:: What the task requires ::
In the records, each line holding "instance" must be reported.

:: The data ::
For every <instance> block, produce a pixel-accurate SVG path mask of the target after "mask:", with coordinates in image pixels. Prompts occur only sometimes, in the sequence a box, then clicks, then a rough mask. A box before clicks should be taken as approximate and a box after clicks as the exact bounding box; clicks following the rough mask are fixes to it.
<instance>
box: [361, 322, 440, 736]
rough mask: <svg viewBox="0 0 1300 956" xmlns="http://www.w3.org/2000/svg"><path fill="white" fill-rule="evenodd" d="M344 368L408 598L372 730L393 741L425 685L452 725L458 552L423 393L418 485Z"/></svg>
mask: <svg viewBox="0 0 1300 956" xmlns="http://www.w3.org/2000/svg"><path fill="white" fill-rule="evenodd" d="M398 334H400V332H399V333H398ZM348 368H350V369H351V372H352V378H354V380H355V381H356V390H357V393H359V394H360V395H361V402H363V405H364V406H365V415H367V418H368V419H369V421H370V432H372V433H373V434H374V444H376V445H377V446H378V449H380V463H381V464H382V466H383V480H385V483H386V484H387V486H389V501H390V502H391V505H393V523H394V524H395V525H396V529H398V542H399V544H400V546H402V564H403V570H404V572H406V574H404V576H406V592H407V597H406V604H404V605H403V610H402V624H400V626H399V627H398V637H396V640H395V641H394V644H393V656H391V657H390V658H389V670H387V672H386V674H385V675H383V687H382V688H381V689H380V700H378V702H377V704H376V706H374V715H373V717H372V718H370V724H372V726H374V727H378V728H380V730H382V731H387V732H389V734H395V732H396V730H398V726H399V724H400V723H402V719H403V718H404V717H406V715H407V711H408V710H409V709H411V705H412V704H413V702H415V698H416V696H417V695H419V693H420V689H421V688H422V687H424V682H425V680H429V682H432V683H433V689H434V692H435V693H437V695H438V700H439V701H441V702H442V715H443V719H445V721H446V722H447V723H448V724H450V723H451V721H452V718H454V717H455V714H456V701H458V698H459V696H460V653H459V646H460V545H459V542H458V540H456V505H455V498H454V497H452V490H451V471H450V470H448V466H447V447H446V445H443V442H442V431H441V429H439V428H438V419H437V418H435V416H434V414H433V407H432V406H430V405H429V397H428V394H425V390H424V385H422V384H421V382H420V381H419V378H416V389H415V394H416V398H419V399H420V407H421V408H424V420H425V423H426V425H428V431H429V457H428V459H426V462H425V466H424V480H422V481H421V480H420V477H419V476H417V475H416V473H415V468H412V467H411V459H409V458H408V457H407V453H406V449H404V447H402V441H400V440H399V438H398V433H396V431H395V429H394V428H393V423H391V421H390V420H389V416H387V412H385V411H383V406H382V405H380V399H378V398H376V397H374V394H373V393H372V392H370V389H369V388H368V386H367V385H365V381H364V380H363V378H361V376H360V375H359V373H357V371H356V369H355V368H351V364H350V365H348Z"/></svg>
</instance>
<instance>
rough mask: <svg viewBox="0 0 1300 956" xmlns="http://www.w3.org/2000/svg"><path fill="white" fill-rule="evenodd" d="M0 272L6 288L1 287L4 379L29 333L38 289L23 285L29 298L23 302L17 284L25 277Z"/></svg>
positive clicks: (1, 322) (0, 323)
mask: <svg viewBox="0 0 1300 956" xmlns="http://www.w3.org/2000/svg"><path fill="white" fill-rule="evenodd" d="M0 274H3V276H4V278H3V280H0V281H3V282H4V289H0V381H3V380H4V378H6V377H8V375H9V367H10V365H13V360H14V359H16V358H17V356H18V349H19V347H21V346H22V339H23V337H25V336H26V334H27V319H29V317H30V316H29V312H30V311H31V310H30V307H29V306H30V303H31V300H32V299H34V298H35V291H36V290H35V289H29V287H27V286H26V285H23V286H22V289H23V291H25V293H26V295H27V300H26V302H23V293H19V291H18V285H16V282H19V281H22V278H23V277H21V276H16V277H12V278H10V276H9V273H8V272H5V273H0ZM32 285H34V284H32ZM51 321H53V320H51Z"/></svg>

:: Answer to this problem ::
For every <instance> block, produce a pixel-accurate SVG path mask of the target after "mask:", with coordinates in image pixels. Prompts occur only sometimes, in the sequence a box, then clicks, then a rough mask. A box before clicks should be taken as approximate and a box after clicks as the exact bounding box; clicks following the rough mask are fixes to it.
<instance>
</instance>
<instance>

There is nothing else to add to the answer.